--- START ---
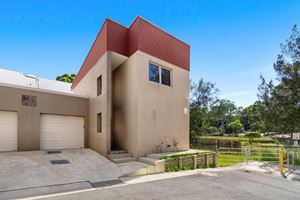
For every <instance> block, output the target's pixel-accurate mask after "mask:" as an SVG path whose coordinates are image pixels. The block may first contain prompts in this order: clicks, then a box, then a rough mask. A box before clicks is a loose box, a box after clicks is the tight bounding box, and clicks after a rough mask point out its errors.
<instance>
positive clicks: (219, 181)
mask: <svg viewBox="0 0 300 200" xmlns="http://www.w3.org/2000/svg"><path fill="white" fill-rule="evenodd" d="M45 199H49V200H50V199H51V200H54V199H55V200H66V199H72V200H74V199H93V200H94V199H95V200H96V199H97V200H102V199H103V200H123V199H128V200H133V199H139V200H140V199H164V200H174V199H181V200H183V199H199V200H201V199H203V200H209V199H212V200H225V199H226V200H227V199H228V200H229V199H230V200H232V199H242V200H250V199H259V200H264V199H270V200H276V199H278V200H293V199H295V200H296V199H297V200H299V199H300V182H298V181H289V180H284V179H281V178H278V177H273V176H270V175H263V174H259V173H255V172H245V171H241V170H231V171H219V172H207V173H202V174H196V175H190V176H184V177H178V178H171V179H164V180H159V181H153V182H144V183H139V184H130V185H122V186H118V187H111V188H102V189H97V190H93V191H88V192H79V193H74V194H68V195H63V196H55V197H47V198H45Z"/></svg>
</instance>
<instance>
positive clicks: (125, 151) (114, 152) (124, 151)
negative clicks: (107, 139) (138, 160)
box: [110, 150, 128, 154]
mask: <svg viewBox="0 0 300 200" xmlns="http://www.w3.org/2000/svg"><path fill="white" fill-rule="evenodd" d="M123 153H128V151H125V150H112V151H111V152H110V154H123Z"/></svg>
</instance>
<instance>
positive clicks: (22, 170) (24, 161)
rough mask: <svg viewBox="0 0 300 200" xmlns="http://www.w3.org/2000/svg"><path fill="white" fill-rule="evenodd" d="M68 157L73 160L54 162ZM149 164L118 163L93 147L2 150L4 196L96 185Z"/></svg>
mask: <svg viewBox="0 0 300 200" xmlns="http://www.w3.org/2000/svg"><path fill="white" fill-rule="evenodd" d="M53 160H68V161H69V162H70V163H69V164H56V165H54V164H51V161H53ZM147 166H149V165H147V164H144V163H140V162H129V163H122V164H118V165H117V164H115V163H113V162H111V161H110V160H108V159H106V158H105V157H103V156H101V155H100V154H98V153H96V152H94V151H92V150H90V149H78V150H62V151H61V153H58V154H48V153H47V152H46V151H27V152H7V153H0V200H1V199H15V198H18V197H30V196H37V195H46V194H53V193H60V192H67V191H74V190H83V189H89V188H93V184H100V185H101V184H103V183H104V184H105V182H106V181H108V182H109V181H111V180H118V179H119V177H122V176H124V175H126V174H128V173H131V172H133V171H135V170H138V169H140V168H144V167H147Z"/></svg>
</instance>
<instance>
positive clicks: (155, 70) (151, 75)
mask: <svg viewBox="0 0 300 200" xmlns="http://www.w3.org/2000/svg"><path fill="white" fill-rule="evenodd" d="M149 80H150V81H153V82H156V83H159V67H158V66H156V65H153V64H151V63H150V64H149Z"/></svg>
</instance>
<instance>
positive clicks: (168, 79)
mask: <svg viewBox="0 0 300 200" xmlns="http://www.w3.org/2000/svg"><path fill="white" fill-rule="evenodd" d="M161 83H162V84H164V85H168V86H171V72H170V70H167V69H165V68H161Z"/></svg>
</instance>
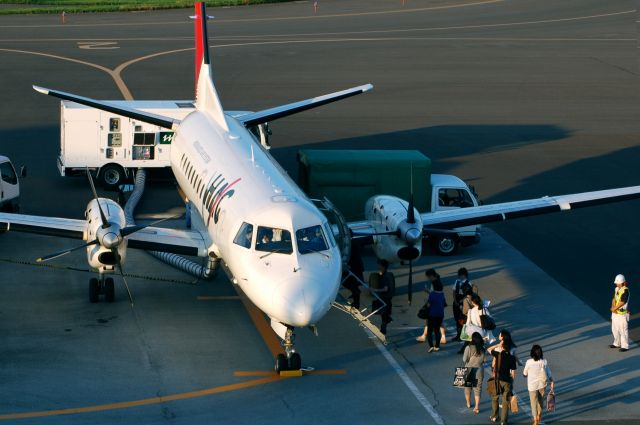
--- END ---
BRIEF
How many lines of the listing above contain the word "rough"? Reply with the number alone.

RESULT OF THIS EXERCISE
2